ФРАГМЕНТ ТЕКСТА

- - - - -

История Русской Православной Церкви. Лекция №26

Print Friendly, PDF & Email

Список лекций История Русской Православной Церкви.

Положение РПЦ в “эпоху реформ”: 1855 – 1880 годы.

  1. Положение “духовного сословия” к 1855 году и церковно-государственные меры, направленные к его изменению.
  2. Плоды церковно-государственной деятельности 1855 – 1880 годов.

  1. Становление московского старчества (60-е годы XIX-го века). Служение прп. Варнавы Гефсиманского.

1855 год – начало царствования Александра II. Шла Крымская война[1], поражение при Евпатории. Русское общество вдруг отрезвело – все захотели думать: как, что, почему?

За два месяца до смерти Николая I скончался обер-прокурор Синода граф Протасов. Духовенство отреагировало так: вспомнив смерть Петра I, достали известную лубочную картинку “Как мыши кота хоронили”, и по епархиальным управлениям она быстро разошлась. Деятельность графа Протасова была явно антиклерикальной и имела целью государственное закрепощение церковного управления. Но деятельность этого обер-прокурора оказалась, как выяснилось, недолговечной и непрочной.

Начало 1856 года – амнистия декабристам. Август 1856 года – коронационные торжества[2], на которых известный церковный уставщик, знаток и когда-то сотрудник канцелярии обер-прокурора Синода Андрей Николаевич Муравьев (автор книги “Путешествие по святым местам”) подал на высочайшее имя записку “О положении ортодоксальной[3] церкви в России”, в которой он предлагал ограничить власть обер-прокурора Синода и восстановить патриаршество![4] Одновременно министр внутренних дел Валуев тоже подал докладную записку с предложением ввести в Государственный совет представителей духовенства для отстаивания интересов Церкви. Это, конечно, еще не отмена закрепощения, но это уже преодоление антиклерикальной политики Протасова.

- - - - -

ИСХОДНЫЕ ЗАПИСИ

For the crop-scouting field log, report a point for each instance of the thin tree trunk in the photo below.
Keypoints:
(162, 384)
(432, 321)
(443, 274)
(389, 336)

- - - - -

ПОСТАВЛЕННАЯ ЗАДАЧА A
Перепишите все записи, заменив «thin tree trunk» на «slender tree trunk». Остальное оставьте без изменений.
ПОСТАВЛЕННАЯ ЗАДАЧА B
Напишите следующую часть лекции о положении Русской Православной Церкви в эпоху реформ, начиная сразу после ее последнего предложения.

ПИСЬМЕННЫЙ ОТВЕТ A
For the crop-scouting field log, report a point for each instance of the slender tree trunk in the photo below.
Keypoints:
(162, 384)
(432, 321)
(443, 274)
(389, 336)

ПИСЬМЕННЫЙ ОТВЕТ B
19 февраля (ст.ст.) 1861 года – день отмены крепостного права (день памяти апостола от 70-ти Филимона – ср. Филим.1,15-20). Мы говорили о секуляризации церковных вотчин в 1764 году. Очень скоро практикой жизни это преобразование было сведено на нет, к 1861 году из 10 млн. крепостных крестьян одним миллионом владела Церковь. При подготовке крестьянской реформы было решено, что манифест будет составлять митрополит Филарет Московский, и что этот манифест должен быть прочитан в церкви, а не на крестьянских сходках или иных представительских собраниях. Манифест начинался словами: “Осени себя крестным знамением, православный русский народ…”. Начиная с Петра I, это было, пожалуй, в первый раз, когда государство обращалось к Церкви Христовой на равных и действительно, а не номинально, просило у нее духовной помощи.

Дальше начался новый период церковно-государственных отношений, кстати, слабо описанный в литературе.[5] 1862 год: создано так называемое “Особое присутствие по изысканию способов улучшения быта духовенства”. Откроем рассказ Чехова “Кошмар”, а еще лучше Лескова[6] “Русское тайнобрачие” – где увидим, что условия жизни духовенства были просто ужасны. Однако заметим, что в эмигрантской литературе сплошь воспоминания о “хорошей жизни” до революции. Отчасти это верно по двум причинам:

  • Россия 1860-х годов сильно отличалась от России начала XX века.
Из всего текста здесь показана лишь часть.